Segment Start: DATA EXTRACT

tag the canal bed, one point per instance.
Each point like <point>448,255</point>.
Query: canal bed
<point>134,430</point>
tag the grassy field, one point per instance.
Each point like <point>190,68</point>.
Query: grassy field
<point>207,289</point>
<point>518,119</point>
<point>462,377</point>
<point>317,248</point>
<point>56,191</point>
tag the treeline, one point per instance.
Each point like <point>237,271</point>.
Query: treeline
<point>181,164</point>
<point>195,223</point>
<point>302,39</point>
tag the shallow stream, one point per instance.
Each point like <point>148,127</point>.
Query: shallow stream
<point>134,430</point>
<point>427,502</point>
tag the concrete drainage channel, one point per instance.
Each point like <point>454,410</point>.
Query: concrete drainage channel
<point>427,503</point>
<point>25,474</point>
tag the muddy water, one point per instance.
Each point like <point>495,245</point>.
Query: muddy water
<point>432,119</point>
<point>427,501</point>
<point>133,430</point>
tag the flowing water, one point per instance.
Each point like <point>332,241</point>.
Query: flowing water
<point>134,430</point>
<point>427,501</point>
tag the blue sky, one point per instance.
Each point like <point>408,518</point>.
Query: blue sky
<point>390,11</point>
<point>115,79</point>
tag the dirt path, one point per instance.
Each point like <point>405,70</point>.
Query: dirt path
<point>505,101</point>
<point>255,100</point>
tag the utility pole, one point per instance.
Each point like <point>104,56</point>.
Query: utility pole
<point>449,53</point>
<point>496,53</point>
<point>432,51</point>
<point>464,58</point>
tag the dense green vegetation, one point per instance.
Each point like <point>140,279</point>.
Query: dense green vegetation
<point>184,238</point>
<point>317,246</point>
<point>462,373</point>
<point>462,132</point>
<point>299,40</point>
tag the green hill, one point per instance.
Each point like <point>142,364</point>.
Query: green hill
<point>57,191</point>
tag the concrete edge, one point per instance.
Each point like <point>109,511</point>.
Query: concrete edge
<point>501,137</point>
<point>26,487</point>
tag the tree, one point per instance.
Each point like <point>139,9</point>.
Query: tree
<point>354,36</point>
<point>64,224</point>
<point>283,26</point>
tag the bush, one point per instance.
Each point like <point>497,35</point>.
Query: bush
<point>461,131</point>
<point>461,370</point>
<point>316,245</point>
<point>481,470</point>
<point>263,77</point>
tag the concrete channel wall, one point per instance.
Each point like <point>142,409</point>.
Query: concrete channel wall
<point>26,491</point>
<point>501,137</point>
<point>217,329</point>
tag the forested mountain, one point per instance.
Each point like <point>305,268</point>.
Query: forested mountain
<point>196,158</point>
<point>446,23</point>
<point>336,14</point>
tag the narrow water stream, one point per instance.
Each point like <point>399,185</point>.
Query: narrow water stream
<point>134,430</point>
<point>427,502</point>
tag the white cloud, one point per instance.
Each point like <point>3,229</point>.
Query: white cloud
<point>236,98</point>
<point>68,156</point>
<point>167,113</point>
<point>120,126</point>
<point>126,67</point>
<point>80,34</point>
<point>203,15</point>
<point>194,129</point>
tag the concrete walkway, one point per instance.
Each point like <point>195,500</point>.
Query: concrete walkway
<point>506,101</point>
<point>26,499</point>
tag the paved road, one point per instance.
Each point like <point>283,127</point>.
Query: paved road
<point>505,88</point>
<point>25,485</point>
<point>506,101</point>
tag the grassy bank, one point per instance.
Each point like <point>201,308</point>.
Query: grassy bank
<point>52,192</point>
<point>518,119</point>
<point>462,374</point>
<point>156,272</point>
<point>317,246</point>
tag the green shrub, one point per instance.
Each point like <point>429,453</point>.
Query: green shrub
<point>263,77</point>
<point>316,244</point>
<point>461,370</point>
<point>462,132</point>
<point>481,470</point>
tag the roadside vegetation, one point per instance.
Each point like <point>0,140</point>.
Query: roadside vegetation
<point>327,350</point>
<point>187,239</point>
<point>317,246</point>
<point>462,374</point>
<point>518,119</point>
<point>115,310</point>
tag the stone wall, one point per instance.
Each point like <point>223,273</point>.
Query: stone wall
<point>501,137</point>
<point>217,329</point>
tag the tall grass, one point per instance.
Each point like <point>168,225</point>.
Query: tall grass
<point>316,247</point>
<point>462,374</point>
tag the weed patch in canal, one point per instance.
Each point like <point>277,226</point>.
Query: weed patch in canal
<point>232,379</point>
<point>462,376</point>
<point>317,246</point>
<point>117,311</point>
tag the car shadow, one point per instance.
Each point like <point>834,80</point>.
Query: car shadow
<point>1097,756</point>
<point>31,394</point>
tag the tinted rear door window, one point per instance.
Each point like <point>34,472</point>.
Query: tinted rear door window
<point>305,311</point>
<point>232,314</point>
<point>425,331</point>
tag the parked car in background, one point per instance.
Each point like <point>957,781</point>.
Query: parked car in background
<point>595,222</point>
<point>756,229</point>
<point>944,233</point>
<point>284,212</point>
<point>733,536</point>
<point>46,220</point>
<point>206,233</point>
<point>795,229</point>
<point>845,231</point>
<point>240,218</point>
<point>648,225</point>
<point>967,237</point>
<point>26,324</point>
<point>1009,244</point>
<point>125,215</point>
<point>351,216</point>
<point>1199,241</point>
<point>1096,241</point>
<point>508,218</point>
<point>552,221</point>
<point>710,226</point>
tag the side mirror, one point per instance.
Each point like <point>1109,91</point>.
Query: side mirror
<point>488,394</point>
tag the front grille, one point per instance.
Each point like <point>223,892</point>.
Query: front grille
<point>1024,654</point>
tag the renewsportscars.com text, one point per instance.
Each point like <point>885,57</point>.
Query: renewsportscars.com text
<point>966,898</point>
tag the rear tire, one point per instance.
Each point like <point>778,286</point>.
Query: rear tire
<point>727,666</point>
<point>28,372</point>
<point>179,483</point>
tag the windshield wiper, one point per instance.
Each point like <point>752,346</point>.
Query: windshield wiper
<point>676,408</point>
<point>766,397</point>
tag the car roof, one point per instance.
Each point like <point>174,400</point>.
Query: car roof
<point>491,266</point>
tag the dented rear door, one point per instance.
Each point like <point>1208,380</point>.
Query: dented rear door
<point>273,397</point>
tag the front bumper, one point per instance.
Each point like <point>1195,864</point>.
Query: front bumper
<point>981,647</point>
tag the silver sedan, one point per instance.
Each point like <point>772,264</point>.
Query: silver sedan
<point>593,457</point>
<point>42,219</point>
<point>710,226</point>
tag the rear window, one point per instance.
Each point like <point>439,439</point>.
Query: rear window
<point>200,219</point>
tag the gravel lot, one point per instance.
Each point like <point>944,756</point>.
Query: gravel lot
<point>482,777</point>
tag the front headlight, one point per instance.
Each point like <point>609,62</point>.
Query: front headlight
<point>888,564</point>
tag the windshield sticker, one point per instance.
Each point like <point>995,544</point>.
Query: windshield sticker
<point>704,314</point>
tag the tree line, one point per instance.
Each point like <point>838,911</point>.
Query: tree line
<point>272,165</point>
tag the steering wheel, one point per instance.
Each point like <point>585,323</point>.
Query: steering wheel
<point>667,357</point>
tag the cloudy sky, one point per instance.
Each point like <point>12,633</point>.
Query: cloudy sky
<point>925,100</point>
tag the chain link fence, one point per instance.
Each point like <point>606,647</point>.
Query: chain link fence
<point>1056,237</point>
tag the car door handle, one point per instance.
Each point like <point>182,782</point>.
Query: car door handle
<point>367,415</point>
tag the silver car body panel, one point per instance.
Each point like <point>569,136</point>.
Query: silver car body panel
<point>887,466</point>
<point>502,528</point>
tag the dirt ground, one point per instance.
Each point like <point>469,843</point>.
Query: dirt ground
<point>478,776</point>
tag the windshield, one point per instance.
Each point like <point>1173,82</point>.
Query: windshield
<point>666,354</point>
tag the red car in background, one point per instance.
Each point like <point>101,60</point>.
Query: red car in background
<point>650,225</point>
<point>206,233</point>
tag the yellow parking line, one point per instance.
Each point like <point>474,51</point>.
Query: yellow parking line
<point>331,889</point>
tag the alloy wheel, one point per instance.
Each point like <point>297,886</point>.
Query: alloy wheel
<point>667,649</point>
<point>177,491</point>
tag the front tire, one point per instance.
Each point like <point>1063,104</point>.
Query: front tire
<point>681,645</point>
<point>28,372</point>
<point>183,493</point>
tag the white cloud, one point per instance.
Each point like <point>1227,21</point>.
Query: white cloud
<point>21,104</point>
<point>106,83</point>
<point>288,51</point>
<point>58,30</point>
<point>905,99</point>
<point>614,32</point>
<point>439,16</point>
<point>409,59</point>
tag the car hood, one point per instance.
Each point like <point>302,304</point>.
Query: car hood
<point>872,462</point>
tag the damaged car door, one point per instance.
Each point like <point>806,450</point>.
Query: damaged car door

Segment End: DATA EXTRACT

DIRECTIONS FOR THIS TASK: The answer must be every line from the records above that contains the word "damaged", copied in full.

EXERCISE ANSWER:
tag the damaged car door, one point per instance.
Query: damaged car door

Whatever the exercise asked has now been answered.